* [EXCERPT PROVIDED]:
○ ○ ○ ○ ○ ○ ○
The Stationers’ Company Master
Located in the City of London, in close proximity to St. Paul’s Cathedral, The Stationers’ Company has existed for over 600 years as a livery company for booksellers, scriveners, printers and publishers. The Stationers’ Company was a key agent in the process by which the book trade was regulated and monitored and thus it is widely regarded as one of the most important sources for studying the history of the book, publishing history, the history of copyright and the workings of an early London Livery Company.
The collection includes the registers of entries of copies which were used to establish publishers', booksellers' and eventually authors' copyright until the introduction of automatic copyright in 1912. Mapping the origins of copyright, the registers are key sources for the study of publishing in early modern England, and include historic entries such as Shakespeare’s First Folio (included on p.69 of Liber D November 8th 1623). The Company’s records also document the life of one of the world’s longest running publishing companies, the English Stock (1603-1960), which held the monopoly for many years over a number of popular and frequently re-published works.
○ ○ ○ ○ ○ ○ ○
* [INFORMATION SHOWN]:
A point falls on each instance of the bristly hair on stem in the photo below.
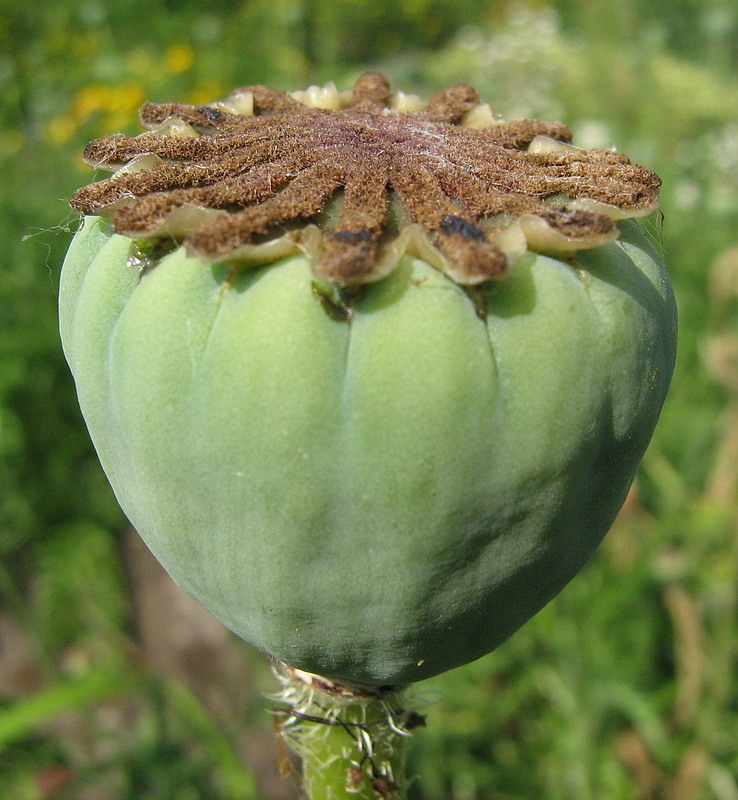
(230, 175)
○ ○ ○ ○ ○ ○ ○
* [TO BE DONE]:
- A) Translate this sentence from the Stationers’ Company excerpt into French: "Located in the City of London, in close proximity to St. Paul’s Cathedral, The Stationers’ Company has existed for over 600 years as a livery company for booksellers, scriveners, printers and publishers."
- B) According to the Stationers’ Company excerpt, on which page of Liber D is the entry for Shakespeare’s First Folio?
- C) Repeat the passage from the Stationers’ Company excerpt that begins at the words "The collection includes" and stops after "frequently re-published works.".

* [RESPONSES BY TASK]:
- A) Située dans la City de Londres, à proximité immédiate de la cathédrale Saint-Paul, la Stationers’ Company existe depuis plus de 600 ans en tant que livery company des libraires, des écrivains publics, des imprimeurs et des éditeurs.

- B) Page 69.

- C)
The collection includes the registers of entries of copies which were used to establish publishers', booksellers' and eventually authors' copyright until the introduction of automatic copyright in 1912. Mapping the origins of copyright, the registers are key sources for the study of publishing in early modern England, and include historic entries such as Shakespeare’s First Folio (included on p.69 of Liber D November 8th 1623). The Company’s records also document the life of one of the world’s longest running publishing companies, the English Stock (1603-1960), which held the monopoly for many years over a number of popular and frequently re-published works.